── SOURCE DATA

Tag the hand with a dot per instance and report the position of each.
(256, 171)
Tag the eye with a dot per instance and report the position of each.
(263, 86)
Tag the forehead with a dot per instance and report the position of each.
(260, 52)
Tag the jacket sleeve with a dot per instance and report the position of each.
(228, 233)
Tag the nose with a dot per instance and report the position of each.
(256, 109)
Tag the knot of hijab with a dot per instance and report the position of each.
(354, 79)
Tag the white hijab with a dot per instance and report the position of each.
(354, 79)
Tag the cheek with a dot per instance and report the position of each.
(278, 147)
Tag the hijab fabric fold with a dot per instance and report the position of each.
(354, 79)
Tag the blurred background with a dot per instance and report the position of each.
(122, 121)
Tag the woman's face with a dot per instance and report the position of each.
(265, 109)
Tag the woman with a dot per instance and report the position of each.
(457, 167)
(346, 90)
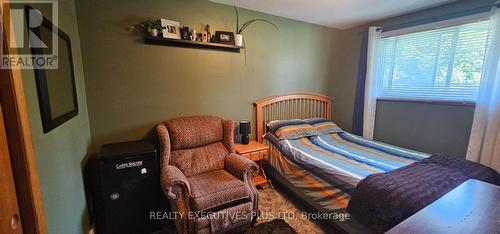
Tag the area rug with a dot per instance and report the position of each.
(276, 226)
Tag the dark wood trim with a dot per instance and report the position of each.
(429, 101)
(21, 150)
(191, 44)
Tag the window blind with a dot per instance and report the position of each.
(439, 64)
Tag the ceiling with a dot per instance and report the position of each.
(340, 14)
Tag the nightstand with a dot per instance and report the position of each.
(256, 152)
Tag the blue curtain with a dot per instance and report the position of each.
(357, 120)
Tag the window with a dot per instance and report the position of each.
(439, 64)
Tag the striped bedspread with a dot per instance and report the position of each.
(328, 167)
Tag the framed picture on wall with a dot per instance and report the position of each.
(171, 29)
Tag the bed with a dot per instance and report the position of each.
(324, 170)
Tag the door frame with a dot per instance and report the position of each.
(19, 139)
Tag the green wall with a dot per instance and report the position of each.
(132, 86)
(59, 153)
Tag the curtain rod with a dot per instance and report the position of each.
(448, 16)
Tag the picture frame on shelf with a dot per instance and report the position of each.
(224, 37)
(171, 29)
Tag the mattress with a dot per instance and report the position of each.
(327, 168)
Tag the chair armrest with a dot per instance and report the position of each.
(240, 166)
(174, 181)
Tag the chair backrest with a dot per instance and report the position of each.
(197, 143)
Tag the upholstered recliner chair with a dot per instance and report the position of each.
(207, 183)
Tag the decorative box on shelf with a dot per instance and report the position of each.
(191, 44)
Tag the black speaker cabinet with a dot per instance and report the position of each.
(125, 189)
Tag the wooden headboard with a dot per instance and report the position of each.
(291, 106)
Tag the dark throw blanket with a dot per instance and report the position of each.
(381, 201)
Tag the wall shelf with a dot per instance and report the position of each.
(191, 44)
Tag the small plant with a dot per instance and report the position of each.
(248, 23)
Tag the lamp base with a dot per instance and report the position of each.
(245, 139)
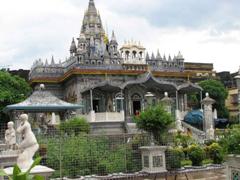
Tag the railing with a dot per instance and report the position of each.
(104, 117)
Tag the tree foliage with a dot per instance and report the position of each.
(219, 93)
(75, 126)
(13, 89)
(154, 119)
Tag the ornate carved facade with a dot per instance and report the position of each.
(106, 78)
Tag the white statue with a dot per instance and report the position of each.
(10, 136)
(210, 133)
(28, 146)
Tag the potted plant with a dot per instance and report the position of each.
(196, 154)
(19, 175)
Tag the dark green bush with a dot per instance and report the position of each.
(231, 140)
(196, 154)
(154, 119)
(174, 156)
(215, 152)
(75, 126)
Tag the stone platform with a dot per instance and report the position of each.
(44, 171)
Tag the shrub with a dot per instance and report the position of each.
(154, 119)
(75, 126)
(231, 140)
(183, 140)
(174, 156)
(196, 155)
(216, 153)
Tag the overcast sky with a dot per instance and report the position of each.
(206, 31)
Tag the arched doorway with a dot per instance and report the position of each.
(136, 103)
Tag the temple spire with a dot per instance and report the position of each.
(91, 7)
(113, 38)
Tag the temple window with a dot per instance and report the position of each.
(127, 54)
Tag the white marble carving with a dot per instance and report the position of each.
(28, 145)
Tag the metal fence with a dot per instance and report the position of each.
(73, 155)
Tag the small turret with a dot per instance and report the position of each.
(73, 47)
(113, 45)
(169, 58)
(164, 58)
(158, 57)
(147, 57)
(152, 57)
(46, 62)
(179, 56)
(82, 44)
(52, 61)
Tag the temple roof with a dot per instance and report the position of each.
(189, 87)
(42, 100)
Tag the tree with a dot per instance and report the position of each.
(13, 89)
(154, 119)
(219, 93)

────

> AIM: Please write out the listing again from the line with "Tag the tree with" through the end of the listing, shifting each coordinate in the answers up by 47 and copying every other line unchanged.

> TASK SOLUTION:
Tag the tree with a dot per instance and report the position of each.
(60, 136)
(201, 166)
(266, 140)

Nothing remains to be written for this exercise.